### [YOUR TASK]
In the data below, find every line that has the string "instance", and copy it.

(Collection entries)
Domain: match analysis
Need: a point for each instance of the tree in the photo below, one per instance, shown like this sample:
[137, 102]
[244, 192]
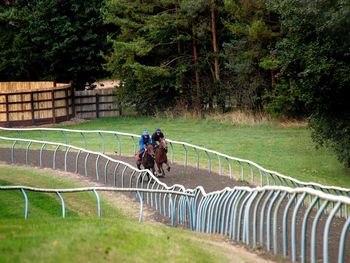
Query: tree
[56, 40]
[315, 62]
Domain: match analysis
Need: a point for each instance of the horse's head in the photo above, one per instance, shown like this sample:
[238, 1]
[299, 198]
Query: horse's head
[149, 149]
[163, 144]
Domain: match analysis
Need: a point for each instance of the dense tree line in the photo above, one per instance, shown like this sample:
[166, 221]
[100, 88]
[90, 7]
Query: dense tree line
[285, 57]
[51, 40]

### [TASK ANSWER]
Need: a point for each instance of the tree in the photo below, one per instance, shown like this sample:
Need: a point for each instance of the horse's head in the photo above, one per instance, shown like this sample:
Need: a point for each instance of the dense tree line in the photo above, one per instance, shown like this sample:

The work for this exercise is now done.